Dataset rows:
▶
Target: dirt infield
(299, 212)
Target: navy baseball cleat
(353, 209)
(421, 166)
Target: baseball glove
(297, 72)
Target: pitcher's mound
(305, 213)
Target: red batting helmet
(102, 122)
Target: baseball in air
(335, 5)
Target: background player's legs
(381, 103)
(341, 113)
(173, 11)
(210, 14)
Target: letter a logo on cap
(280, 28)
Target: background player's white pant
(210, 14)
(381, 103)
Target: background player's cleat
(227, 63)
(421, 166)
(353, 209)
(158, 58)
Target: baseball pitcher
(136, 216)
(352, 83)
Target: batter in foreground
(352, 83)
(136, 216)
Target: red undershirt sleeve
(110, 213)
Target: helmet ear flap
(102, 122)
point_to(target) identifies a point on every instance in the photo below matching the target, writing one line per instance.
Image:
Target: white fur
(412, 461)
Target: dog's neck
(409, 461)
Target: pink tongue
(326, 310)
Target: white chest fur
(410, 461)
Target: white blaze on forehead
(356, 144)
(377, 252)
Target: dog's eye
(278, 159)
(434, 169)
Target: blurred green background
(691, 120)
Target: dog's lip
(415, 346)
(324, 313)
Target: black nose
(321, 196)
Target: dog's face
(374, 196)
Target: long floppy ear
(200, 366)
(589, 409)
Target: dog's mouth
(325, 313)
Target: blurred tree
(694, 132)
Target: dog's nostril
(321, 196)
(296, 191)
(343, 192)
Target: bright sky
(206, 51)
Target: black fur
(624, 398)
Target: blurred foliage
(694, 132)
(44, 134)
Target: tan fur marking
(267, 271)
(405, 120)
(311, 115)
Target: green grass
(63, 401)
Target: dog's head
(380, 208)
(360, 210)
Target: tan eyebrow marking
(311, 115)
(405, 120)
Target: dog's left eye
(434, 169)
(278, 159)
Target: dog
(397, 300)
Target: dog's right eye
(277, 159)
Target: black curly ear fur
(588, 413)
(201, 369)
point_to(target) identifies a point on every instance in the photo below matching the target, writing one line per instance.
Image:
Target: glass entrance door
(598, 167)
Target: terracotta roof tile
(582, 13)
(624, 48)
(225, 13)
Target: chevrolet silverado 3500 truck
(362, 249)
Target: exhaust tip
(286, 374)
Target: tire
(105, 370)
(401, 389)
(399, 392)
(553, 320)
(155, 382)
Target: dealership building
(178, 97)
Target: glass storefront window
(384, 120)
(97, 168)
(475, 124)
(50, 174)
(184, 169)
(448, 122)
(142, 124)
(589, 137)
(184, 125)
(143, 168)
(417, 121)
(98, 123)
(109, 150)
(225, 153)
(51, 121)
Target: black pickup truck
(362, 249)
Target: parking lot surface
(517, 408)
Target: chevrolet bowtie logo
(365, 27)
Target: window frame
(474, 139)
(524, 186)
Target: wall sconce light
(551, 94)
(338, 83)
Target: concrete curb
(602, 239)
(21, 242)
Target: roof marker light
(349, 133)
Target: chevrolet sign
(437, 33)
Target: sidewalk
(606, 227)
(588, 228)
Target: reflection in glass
◀
Requirement: Type the whole listing again, unaltered.

Written reply:
Target: dirt infield
(299, 212)
Target: navy baseball cleat
(353, 209)
(421, 166)
Target: baseball glove
(297, 72)
Target: pitcher's mound
(305, 213)
Target: red batting helmet
(102, 122)
Target: baseball in air
(335, 5)
Target: background player's legs
(381, 103)
(341, 113)
(173, 11)
(210, 14)
Target: letter a logo on cap
(280, 28)
Target: background player's white pant
(210, 14)
(381, 103)
Target: background player's cleat
(227, 63)
(421, 166)
(353, 209)
(158, 58)
Target: baseball pitcher
(136, 216)
(352, 83)
Target: batter in foreground
(352, 83)
(136, 216)
Target: red undershirt sleeve
(110, 213)
Target: helmet ear flap
(102, 122)
point_to(target) identifies a point on every instance in the photo below matching the target, writing one line per instance.
Image:
Target: white fur
(412, 461)
Target: dog's neck
(409, 461)
Target: pink tongue
(326, 310)
Target: white chest fur
(410, 461)
Target: white blaze on forehead
(356, 144)
(377, 252)
Target: dog's eye
(278, 159)
(434, 169)
Target: blurred green background
(691, 120)
Target: dog's lip
(415, 346)
(324, 313)
Target: black nose
(321, 196)
Target: dog's face
(374, 196)
Target: long floppy ear
(200, 366)
(589, 409)
Target: dog's mouth
(325, 313)
Target: blurred tree
(694, 132)
Target: dog's nostril
(321, 196)
(296, 191)
(343, 192)
Target: bright sky
(206, 51)
Target: black fur
(624, 398)
Target: blurred foliage
(694, 132)
(44, 134)
Target: tan fur marking
(267, 271)
(405, 120)
(311, 115)
Target: green grass
(63, 401)
Target: dog's head
(380, 208)
(360, 210)
Target: tan eyebrow marking
(311, 115)
(405, 120)
Target: dog's left eye
(434, 169)
(278, 159)
Target: dog
(397, 300)
Target: dog's right eye
(277, 159)
Target: black curly ear fur
(588, 413)
(201, 369)
point_to(target) identifies a point on every instance in the photo below matching the target, writing one line per instance.
Image:
Target: glass entrance door
(598, 167)
Target: terracotta roof tile
(582, 13)
(624, 48)
(225, 13)
Target: chevrolet silverado 3500 truck
(362, 249)
Target: exhaust tip
(286, 374)
Target: tire
(105, 370)
(401, 389)
(399, 392)
(553, 320)
(155, 382)
Target: dealership building
(178, 97)
Target: glass storefront window
(384, 120)
(97, 168)
(475, 124)
(50, 174)
(184, 169)
(448, 122)
(142, 124)
(589, 137)
(184, 125)
(143, 168)
(417, 121)
(98, 123)
(109, 150)
(225, 153)
(51, 121)
Target: black pickup truck
(362, 249)
Target: parking lot surface
(517, 408)
Target: chevrolet bowtie logo
(365, 27)
Target: window frame
(474, 139)
(524, 186)
Target: wall sconce light
(551, 94)
(338, 83)
Target: concrete curb
(602, 239)
(21, 242)
Target: roof marker light
(349, 133)
Target: chevrolet sign
(437, 33)
Target: sidewalk
(606, 227)
(588, 228)
Target: reflection in glass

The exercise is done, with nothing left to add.